Discussions of the Boltzmann Brain problem typically occur in the context of speculative ideas like eternal inflation and the multiverse. (Not that there’s anything wrong with that.) And, let’s admit it, the very idea of orderly configurations of matter spontaneously fluctuating out of chaos sounds a bit loopy, as criticshave noted. But everything I’ve just said is based on physics we think we understand: quantum field theory, general relativity, and the cosmological constant. This is the real world, baby. Of course it’s possible that we are making some subtle mistake about how quantum field theory works, but that is more speculative than taking the straightforward prediction seriously.
Modern cosmologists have a favorite default theory of the universe, labeled ΛCDM, where “Λ” stands for the cosmological constant and “CDM” for Cold Dark Matter. What we’re pointing out is that ΛCDM, the current leading candidate for an accurate description of the cosmos, can’t be right all by itself. It has a Boltzmann Brain problem, and is therefore cognitively unstable, and unacceptable as a physical theory.
Can we escape this unsettling conclusion? Sure, by tweaking the physics a little bit. The simplest route is to make the vacuum energy not really a constant, e.g. by imagining that it is a dynamical field (quintessence). But that has it’s own problems, associated with very tiny fine-tuned parameters. A more robust scenario would be to invoke quantum vacuum decay. Maybe the vacuum energy is temporarily constant, but there is another vacuum state out there in field space with an even lower energy, to which we can someday make a transition. What would happen is that tiny bubbles of the lower-energy configuration would appear via quantum tunneling; these would rapidly grow at the speed of light. If the energy of the other vacuum state were zero or negative, we wouldn’t have this pesky Boltzmann Brain problem to deal with.
Fine, but it seems to invoke some speculative physics, in the form of new fields and a new quantum vacuum state. Is there any way to save ΛCDM without invoking new physics at all?
The answer is — maybe! This is where Kim and I come in, although some of the individual pieces of our puzzle were previously put together by other authors. The first piece is a fun bit of physics that hit the news media earlier this year: the possibility that the Higgs field can itself support another vacuum stateother than the one we live in. (The reason why this is true is a bit subtle, but it comes down to renormalization group effects.) That’s right: without introducing any new physics at all, it’s possible that the Higgs field will decay via bubble nucleation some time in the future, dramatically changing the physics of our universe. The whole reason the Higgs is interesting is that it has a nonzero value even in empty space; what we’re saying here is that there might be an even larger value with an even lower energy. We’re not there now, but we could get there via a phase transition. And that, Kim and I point out, has a possibility of saving us from the Boltzmann Brain problem.
Imagine that the plot of “energy of empty space” versus “value of the Higgs field” looks like this: http://www.preposterousuniverse.com/blog/wp-content/uploads/2013/08/potentials.png
φ is the value of the Higgs field. Our current location is φ1, where there is some positive energy. Somewhere out at a much larger value φ2, with a different energy. If the energy at φ2 is greater than at φ1, our current vacuum is stable. If it’s any lower value, we are “metastable”; our current situation can last for a while, but eventually we will transition to a different state. Or the Higgs can have no other vacuum far away, a “runaway” solution. (Note that if the energy in the other state is negative, space inside the bubbles of new vacuum will actually collapse to a Big Crunch rather than expanding.)

**WORK TO DO:**
1 - Reproduce the passage of the Boltzmann Brain text between "Can we escape" and "to deal with.", inclusive.
2 - According to the Boltzmann Brain text, what do "Λ" and "CDM" stand for in ΛCDM?
3 - Pick up the Boltzmann Brain text after its final sentence and continue writing it.

**ITEMS:**
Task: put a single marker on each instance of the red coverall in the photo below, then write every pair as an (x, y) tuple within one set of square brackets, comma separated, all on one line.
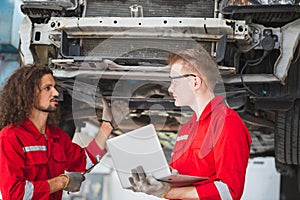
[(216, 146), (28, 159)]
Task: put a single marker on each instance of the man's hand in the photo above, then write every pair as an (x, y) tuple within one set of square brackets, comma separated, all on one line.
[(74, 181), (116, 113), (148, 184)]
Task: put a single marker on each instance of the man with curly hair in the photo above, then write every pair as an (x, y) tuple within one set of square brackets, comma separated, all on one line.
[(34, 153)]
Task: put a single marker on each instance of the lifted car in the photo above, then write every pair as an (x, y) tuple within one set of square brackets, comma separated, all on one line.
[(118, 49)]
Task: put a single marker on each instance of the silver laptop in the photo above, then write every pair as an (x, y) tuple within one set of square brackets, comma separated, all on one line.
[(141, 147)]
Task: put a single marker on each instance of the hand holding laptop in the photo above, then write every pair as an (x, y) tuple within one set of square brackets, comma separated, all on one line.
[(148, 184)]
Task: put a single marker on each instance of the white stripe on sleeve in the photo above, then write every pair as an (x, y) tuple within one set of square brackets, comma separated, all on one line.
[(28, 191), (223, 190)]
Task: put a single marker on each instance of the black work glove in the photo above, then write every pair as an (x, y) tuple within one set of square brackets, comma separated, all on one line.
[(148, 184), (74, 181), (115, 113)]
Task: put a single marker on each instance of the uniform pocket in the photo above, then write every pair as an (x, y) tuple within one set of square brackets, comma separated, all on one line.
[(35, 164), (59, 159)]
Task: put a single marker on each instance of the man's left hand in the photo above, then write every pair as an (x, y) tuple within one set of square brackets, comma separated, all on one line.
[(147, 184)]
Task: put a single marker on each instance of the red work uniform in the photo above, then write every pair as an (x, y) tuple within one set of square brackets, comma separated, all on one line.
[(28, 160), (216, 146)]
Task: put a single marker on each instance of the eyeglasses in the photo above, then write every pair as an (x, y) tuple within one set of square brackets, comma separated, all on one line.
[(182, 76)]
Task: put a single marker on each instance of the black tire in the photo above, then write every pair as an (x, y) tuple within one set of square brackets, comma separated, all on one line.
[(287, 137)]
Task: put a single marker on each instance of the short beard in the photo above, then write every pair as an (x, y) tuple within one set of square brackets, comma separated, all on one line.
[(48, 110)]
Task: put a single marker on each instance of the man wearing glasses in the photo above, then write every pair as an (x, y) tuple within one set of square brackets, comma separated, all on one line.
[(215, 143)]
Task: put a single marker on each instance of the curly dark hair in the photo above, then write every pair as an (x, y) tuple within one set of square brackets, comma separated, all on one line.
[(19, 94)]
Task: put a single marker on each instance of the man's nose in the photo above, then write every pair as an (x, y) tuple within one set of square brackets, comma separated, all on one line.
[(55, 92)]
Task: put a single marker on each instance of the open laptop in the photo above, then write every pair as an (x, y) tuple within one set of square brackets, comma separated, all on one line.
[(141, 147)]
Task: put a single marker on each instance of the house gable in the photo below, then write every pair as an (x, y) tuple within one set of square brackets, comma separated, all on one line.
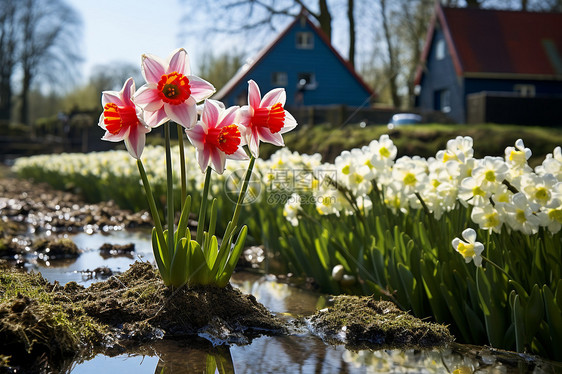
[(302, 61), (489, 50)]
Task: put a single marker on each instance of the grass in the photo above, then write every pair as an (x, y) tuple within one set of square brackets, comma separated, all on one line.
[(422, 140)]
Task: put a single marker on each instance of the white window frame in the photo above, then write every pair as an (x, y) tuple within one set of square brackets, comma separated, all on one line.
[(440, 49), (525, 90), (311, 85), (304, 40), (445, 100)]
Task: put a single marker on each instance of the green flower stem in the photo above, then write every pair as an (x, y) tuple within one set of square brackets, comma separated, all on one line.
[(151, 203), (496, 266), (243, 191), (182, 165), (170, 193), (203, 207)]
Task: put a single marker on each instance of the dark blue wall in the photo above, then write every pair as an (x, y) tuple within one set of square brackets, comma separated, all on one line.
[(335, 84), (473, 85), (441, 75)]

**ANSWERS GIVEN:**
1 -
Can we escape this unsettling conclusion? Sure, by tweaking the physics a little bit. The simplest route is to make the vacuum energy not really a constant, e.g. by imagining that it is a dynamical field (quintessence). But that has it’s own problems, associated with very tiny fine-tuned parameters. A more robust scenario would be to invoke quantum vacuum decay. Maybe the vacuum energy is temporarily constant, but there is another vacuum state out there in field space with an even lower energy, to which we can someday make a transition. What would happen is that tiny bubbles of the lower-energy configuration would appear via quantum tunneling; these would rapidly grow at the speed of light. If the energy of the other vacuum state were zero or negative, we wouldn’t have this pesky Boltzmann Brain problem to deal with.

2 - "Λ" stands for the cosmological constant and "CDM" for Cold Dark Matter.

3 -
But even if that’s true, it’s not good enough by itself. Imagine that there is another vacuum state, and that we can nucleate bubbles that create regions of that new phase. The bubbles will expand at nearly the speed of light — but will they ever bump into other bubbles, and complete the transition from our current phase to the new one? Will the transition “percolate,” in other words? The answer is only “yes” if the bubbles are created rapidly enough. If they are created too slowly, the cosmological horizons come into play — spacetime expands so fast that two random bubbles will never meet each other, and the volume of space left in the original phase (the one we’re in now) keeps growing without bound. (This is the “graceful exit problem” of Alan Guth’s original inflationary-universe scenario.)
So given that the Higgs field might support a different quantum vacuum, we have two questions. First, is our current vacuum stable, or is there actually a lower-energy vacuum to which we can transition? Second, if there is a lower-energy vacuum, does our vacuum decay fast enough that the transition percolates, or do we get stuck with an ever-increasing amount of space in the current phase?
The answers depend on the precise value of the parameters that specify the Standard Model of particle physics, and therefore determine the renormalized Higgs potential. In particular, two parameters turn out to be the most important: the mass of the Higgs itself, and the mass of the top quark. We’ve measured both, but of course our measurements only have a certain precision. Happily, the answers to the two questions we are asking (is our vacuum stable, and does it decay quickly enough to percolate) have already been calculated by other groups: the stability question has been tackled (most recently, after much earlier work) by Buttazzo et al., and the percolation question has been tackled by Arkani-Hamed et al. Here are the answers, plotted in the parameter space defined by the Higgs mass and the top mass. (Dotted lines represent uncertainties in another parameter, the QCD coupling constant.)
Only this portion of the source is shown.